_OBJECTIF DE L'EXERCICE_.
Recopiez à l'identique l'extrait de l'article ci-dessous sur la démission d'Igor Matovic, en commençant à « C’était il y » et en terminant à « populiste, Igor Matovic. ».

_PASSAGE FOURNI_.
C’était il y a un mois tout juste. Le 1er mars, le Premier ministre slovaque accueillait personnellement sur le tarmac de l’aéroport de Kosice un avion-cargo russe chargé de 200 000 doses du vaccin Spoutnik V. Planté devant la soute ouverte sur les caisses de sérum, Igor Matovic expliquait : «Il est juste d’acheter le vaccin russe car le Covid ne connaît pas la géopolitique.» Ses alliés politiques ne l’ont pas vu du même œil et l’opération a fini par lui coûter son poste. Après un mois de crise gouvernementale, trois des quatre partis qui composent la coalition au pouvoir en Slovaquie ont obtenu hier soir la démission du Premier ministre populiste, Igor Matovic.
«A la veille de la semaine sainte, que nous célébrons comme un symbole de souffrance, de sacrifice et de pardon, j’ai décidé de faire un geste de pardon envers les personnes qui réclamaient ma démission», a-t-il lancé, tout en emphase comme à son habitude, en ce dimanche des Rameaux. Avant qu’il ne négocie personnellement l’achat de Spoutnik V, sa coalition (qui rassemble des partis allant du centre droit à l’extrême droite) s’était clairement opposée au recours au vaccin russe avant qu’il ne soit homologué par l’Union européenne. Igor Matovic est passé outre, sans avertir ses partenaires, et a soigneusement scénarisé l’arrivée de la commande.
«Jouer les héros»
«C’était une tentative maladroite de gagner des points auprès de l’opinion publique en jouant les héros bien plus qu’une prise de position géopolitique», estime Jana Vargovcikova, maîtresse de conférences à l’Inalco. En novembre, Igor Matovic s’était déjà illustré en mettant sur pied une autre mesure anti-Covid spectaculaire, fondée cette fois sur une campagne de test colossale, en un seul week-end, à laquelle était invité à participer l’ensemble de la population du pays. L’opération n’avait pas non plus été exempte de critiques, sans atteindre le niveau de controverse autour de l’achat du Spoutnik V.

(Entrées enregistrées)
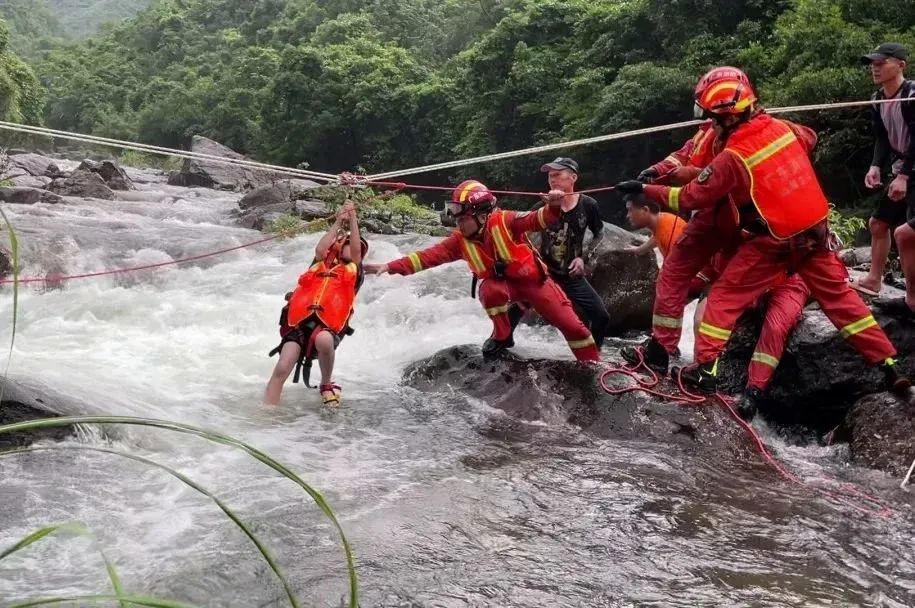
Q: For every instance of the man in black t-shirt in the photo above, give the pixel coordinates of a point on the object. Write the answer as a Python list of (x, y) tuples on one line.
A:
[(562, 245), (894, 146)]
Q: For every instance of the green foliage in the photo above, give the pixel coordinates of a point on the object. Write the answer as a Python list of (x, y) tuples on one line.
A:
[(21, 97), (846, 226), (383, 84)]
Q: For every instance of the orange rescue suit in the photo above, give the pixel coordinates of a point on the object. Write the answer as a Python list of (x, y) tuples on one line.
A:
[(326, 291)]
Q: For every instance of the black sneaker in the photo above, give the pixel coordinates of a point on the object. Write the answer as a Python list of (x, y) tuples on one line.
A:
[(748, 403), (515, 314), (702, 377), (651, 352), (493, 347), (895, 382)]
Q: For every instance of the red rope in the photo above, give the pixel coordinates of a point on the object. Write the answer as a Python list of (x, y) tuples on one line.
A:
[(54, 279), (846, 494), (406, 186)]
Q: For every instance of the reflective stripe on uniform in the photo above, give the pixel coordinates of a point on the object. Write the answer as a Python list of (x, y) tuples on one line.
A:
[(662, 321), (714, 332), (673, 199), (541, 217), (497, 310), (473, 255), (415, 262), (858, 326), (765, 359), (576, 344), (771, 149)]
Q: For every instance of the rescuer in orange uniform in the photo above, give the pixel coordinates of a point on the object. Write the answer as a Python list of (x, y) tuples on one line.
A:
[(783, 304), (492, 242), (709, 240), (317, 315), (764, 170)]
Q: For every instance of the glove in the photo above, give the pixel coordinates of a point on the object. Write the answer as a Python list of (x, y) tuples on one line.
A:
[(630, 187), (648, 175)]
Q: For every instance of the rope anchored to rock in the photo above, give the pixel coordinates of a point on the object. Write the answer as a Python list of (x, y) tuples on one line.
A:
[(646, 381)]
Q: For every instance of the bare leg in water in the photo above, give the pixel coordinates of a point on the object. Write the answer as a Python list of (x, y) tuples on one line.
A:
[(289, 356)]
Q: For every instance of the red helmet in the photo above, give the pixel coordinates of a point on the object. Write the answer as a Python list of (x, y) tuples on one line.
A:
[(724, 90), (342, 239), (470, 196)]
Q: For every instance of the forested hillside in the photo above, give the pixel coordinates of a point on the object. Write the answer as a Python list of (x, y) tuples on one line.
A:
[(389, 83)]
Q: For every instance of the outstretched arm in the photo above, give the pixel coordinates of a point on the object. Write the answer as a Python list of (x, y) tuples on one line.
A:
[(355, 244), (448, 250), (330, 236)]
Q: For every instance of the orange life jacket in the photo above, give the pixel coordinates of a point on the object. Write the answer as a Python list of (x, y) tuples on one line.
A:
[(783, 185), (670, 228), (510, 259), (327, 292)]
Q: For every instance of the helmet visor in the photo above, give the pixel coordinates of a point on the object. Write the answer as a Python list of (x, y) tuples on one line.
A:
[(455, 209)]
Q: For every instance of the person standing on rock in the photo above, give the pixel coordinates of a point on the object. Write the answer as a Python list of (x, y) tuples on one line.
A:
[(783, 304), (492, 242), (894, 144), (317, 316), (562, 245), (765, 170), (711, 231)]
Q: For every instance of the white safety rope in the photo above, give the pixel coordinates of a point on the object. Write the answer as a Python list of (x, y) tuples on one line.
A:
[(604, 138), (127, 145), (328, 177)]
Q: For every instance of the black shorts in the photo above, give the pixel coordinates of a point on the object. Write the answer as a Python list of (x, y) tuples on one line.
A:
[(897, 213), (302, 334)]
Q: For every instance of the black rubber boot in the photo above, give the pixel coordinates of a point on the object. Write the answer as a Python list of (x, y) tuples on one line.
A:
[(748, 403), (651, 351), (493, 347), (703, 377), (895, 382)]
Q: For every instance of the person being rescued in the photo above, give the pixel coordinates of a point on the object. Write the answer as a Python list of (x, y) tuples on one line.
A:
[(317, 316), (492, 242)]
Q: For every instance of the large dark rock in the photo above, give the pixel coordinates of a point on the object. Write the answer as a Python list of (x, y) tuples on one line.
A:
[(882, 433), (284, 191), (219, 175), (28, 196), (23, 402), (82, 183), (29, 164), (560, 392), (108, 170), (625, 282), (820, 376)]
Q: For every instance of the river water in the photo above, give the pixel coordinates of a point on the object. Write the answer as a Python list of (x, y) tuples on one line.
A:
[(446, 501)]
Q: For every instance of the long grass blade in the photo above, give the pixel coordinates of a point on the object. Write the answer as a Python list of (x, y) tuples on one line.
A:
[(261, 546), (216, 438), (71, 528), (14, 254), (85, 600)]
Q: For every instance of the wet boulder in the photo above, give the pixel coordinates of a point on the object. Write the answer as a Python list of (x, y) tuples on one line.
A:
[(819, 376), (855, 256), (625, 281), (113, 175), (26, 401), (84, 184), (566, 392), (28, 196), (219, 175), (881, 430), (35, 165)]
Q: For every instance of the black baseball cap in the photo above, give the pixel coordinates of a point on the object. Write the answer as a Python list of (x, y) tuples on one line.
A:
[(559, 164), (887, 50)]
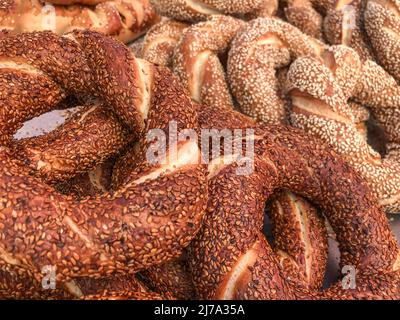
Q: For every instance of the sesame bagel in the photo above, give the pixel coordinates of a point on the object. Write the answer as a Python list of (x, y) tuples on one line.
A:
[(344, 24), (137, 226), (69, 2), (230, 257), (198, 10), (196, 61), (258, 50), (320, 107), (306, 15), (160, 42), (382, 24), (85, 141), (124, 19)]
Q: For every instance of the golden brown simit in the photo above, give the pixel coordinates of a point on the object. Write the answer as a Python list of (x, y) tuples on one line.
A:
[(124, 19), (146, 221), (258, 51), (320, 107), (198, 10), (382, 24), (197, 64), (161, 40), (230, 257)]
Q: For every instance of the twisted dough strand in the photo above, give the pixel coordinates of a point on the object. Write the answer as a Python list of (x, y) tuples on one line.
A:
[(160, 42), (236, 263), (382, 24), (262, 47), (198, 10), (320, 107), (102, 235), (124, 19), (196, 60)]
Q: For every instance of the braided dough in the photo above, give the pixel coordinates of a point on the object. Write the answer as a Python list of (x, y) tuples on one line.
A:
[(197, 10), (320, 107), (160, 42), (196, 61), (237, 262), (124, 19), (262, 47), (118, 232), (382, 24)]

_RÉSULTAT_.
C’était il y a un mois tout juste. Le 1er mars, le Premier ministre slovaque accueillait personnellement sur le tarmac de l’aéroport de Kosice un avion-cargo russe chargé de 200 000 doses du vaccin Spoutnik V. Planté devant la soute ouverte sur les caisses de sérum, Igor Matovic expliquait : «Il est juste d’acheter le vaccin russe car le Covid ne connaît pas la géopolitique.» Ses alliés politiques ne l’ont pas vu du même œil et l’opération a fini par lui coûter son poste. Après un mois de crise gouvernementale, trois des quatre partis qui composent la coalition au pouvoir en Slovaquie ont obtenu hier soir la démission du Premier ministre populiste, Igor Matovic.